SUPPLIED MATERIAL -
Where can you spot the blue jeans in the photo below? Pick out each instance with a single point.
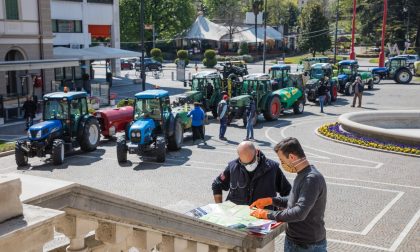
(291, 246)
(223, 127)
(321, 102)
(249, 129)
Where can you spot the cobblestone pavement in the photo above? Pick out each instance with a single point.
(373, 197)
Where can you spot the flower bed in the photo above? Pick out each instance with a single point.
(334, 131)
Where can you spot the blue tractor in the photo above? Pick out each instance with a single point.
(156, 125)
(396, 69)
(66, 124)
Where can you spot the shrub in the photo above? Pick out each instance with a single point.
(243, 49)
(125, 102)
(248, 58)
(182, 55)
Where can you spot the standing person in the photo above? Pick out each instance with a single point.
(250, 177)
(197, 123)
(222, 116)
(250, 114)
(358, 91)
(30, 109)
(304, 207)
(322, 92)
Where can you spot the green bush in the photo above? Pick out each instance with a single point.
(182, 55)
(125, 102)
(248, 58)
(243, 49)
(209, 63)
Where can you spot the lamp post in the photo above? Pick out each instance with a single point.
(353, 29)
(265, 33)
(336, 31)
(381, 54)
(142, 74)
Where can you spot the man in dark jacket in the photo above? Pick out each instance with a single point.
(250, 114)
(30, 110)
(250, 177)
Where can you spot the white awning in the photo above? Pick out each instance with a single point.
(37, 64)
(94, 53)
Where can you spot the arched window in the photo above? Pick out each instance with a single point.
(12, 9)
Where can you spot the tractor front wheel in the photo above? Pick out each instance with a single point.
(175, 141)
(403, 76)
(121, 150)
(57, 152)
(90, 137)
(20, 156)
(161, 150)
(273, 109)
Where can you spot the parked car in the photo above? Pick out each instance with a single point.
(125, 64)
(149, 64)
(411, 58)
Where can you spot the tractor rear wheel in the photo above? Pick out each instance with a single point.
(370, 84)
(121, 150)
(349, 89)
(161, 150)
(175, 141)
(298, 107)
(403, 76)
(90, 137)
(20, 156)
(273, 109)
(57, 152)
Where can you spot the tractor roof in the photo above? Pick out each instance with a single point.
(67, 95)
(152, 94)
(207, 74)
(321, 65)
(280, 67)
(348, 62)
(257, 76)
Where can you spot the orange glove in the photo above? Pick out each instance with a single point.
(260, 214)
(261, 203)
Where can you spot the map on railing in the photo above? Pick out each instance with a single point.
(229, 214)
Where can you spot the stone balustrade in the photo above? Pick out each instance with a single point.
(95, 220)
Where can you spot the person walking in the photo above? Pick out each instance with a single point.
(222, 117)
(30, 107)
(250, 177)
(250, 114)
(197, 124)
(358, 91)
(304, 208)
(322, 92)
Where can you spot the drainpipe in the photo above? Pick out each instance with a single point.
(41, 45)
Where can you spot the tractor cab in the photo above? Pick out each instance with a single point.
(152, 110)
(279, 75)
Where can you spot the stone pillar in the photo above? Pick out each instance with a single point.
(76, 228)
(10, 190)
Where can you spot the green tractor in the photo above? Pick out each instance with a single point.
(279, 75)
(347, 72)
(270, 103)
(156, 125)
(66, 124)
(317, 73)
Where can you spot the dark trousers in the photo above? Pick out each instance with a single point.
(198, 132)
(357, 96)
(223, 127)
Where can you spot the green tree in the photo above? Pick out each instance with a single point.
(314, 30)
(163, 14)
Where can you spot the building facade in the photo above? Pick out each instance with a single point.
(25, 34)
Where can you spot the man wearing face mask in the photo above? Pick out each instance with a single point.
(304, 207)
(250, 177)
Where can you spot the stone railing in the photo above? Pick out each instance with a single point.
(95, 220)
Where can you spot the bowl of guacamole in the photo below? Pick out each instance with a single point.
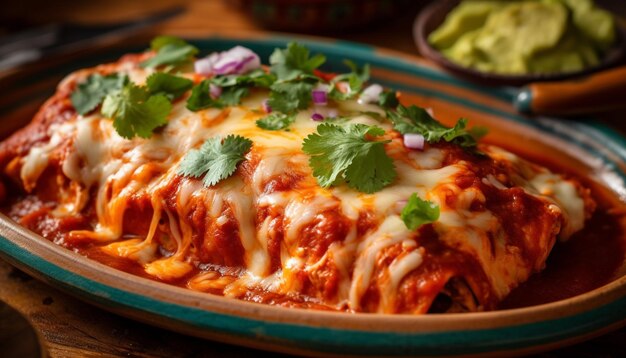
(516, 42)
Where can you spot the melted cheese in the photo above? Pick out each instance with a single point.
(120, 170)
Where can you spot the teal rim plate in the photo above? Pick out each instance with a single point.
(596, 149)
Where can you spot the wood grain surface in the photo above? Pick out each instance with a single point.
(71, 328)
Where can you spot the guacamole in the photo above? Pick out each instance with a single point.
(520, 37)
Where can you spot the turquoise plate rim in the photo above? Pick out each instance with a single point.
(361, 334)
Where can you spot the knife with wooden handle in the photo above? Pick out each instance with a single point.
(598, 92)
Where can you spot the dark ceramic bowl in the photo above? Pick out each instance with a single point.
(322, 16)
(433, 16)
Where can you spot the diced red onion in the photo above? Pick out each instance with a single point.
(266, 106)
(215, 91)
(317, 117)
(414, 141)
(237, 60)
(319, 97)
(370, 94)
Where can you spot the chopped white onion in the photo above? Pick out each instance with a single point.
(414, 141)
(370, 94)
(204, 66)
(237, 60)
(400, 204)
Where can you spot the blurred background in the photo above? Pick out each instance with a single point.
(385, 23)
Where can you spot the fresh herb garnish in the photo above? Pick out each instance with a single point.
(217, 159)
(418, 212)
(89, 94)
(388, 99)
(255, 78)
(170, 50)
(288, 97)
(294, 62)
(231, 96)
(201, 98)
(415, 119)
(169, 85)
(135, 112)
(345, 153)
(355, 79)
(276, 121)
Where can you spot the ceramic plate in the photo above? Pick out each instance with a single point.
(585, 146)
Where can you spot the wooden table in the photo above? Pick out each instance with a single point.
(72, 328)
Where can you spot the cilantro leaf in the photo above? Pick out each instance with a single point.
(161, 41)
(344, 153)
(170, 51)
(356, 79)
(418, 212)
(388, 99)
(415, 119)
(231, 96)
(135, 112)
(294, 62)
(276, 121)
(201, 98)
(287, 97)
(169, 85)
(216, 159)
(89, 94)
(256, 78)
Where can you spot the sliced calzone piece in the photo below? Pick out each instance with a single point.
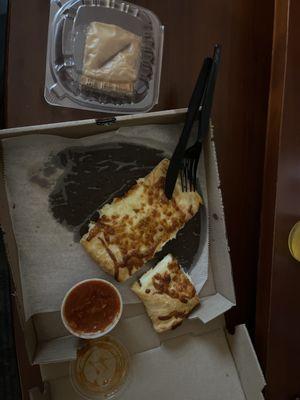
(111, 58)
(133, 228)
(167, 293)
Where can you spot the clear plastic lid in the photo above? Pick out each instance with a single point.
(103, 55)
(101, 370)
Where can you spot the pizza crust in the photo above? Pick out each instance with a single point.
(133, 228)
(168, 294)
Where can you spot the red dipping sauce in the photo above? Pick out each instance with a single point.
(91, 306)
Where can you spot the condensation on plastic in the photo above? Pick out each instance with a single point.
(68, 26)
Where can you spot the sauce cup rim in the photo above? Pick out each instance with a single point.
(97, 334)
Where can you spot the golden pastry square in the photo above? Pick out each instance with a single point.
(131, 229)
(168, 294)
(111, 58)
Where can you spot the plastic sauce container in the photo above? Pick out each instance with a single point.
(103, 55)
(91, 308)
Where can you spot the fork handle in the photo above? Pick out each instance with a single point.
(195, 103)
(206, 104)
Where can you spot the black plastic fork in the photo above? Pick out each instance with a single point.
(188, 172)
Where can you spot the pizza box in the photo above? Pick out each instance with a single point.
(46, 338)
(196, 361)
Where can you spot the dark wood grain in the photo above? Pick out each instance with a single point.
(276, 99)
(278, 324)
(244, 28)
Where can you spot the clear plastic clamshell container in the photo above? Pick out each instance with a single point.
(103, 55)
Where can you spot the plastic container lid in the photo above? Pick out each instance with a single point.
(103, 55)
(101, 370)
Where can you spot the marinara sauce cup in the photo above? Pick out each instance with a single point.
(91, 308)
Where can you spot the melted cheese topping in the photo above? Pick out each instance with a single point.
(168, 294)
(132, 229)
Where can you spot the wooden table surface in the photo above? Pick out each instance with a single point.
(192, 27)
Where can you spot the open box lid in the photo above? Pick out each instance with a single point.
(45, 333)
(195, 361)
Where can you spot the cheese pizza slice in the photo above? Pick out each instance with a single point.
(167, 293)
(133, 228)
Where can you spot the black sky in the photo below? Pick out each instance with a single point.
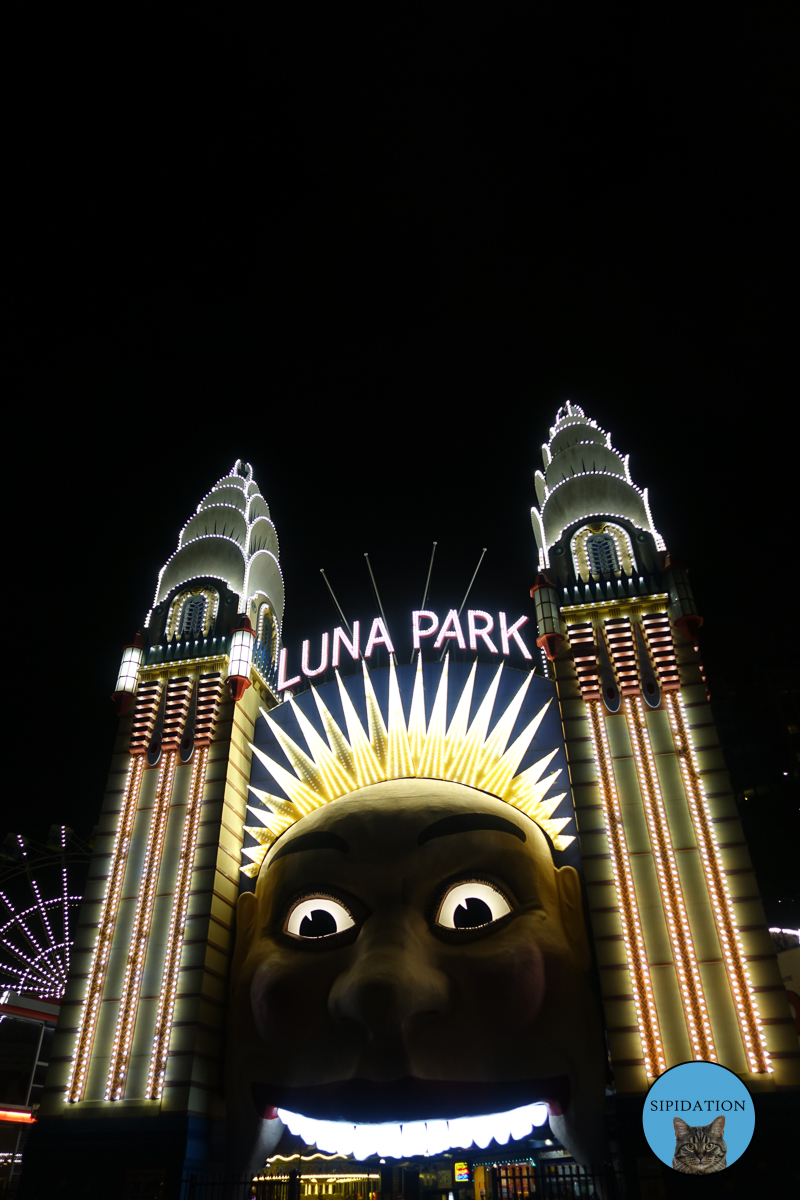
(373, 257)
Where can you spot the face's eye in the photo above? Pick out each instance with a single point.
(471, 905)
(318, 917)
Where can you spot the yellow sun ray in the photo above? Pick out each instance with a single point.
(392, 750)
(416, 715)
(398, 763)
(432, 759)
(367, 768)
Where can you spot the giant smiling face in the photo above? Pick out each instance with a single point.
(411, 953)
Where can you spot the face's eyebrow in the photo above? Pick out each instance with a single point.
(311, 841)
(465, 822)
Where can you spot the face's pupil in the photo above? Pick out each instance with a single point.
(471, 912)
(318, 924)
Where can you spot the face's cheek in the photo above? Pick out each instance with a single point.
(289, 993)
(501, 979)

TASK OBJECTIVE -
With the pictures left out, copy exactly the lines from the one containing "Where can you spot the cheese" through the last line of the data.

RESPONSE AREA -
Where can you spot the cheese pizza slice in the photo above? Pick out each instance with a single point.
(167, 293)
(133, 228)
Where can you spot the black sky in the photo below? Pick out each instance with a single point.
(373, 257)
Where can you spot the face's eye in the photo above? Pick out each instance with a single point.
(471, 905)
(318, 917)
Where can you spot the yellow sun ray in the photo above? Pick out each instance with a single point.
(392, 750)
(416, 715)
(398, 763)
(432, 759)
(367, 768)
Where can you spot the giant smiling face in the photo above? Pick out each instance with a single point.
(411, 953)
Where can you spot the face's eyebrow in the photo above? Pick out each instance with a single point.
(311, 841)
(465, 822)
Where can you spot the face's pupil in the photo above? Pick out each instance with a single point.
(471, 912)
(318, 924)
Where can you spot the face's cheek in the photo above? Pick out each instance with a single point.
(289, 993)
(501, 979)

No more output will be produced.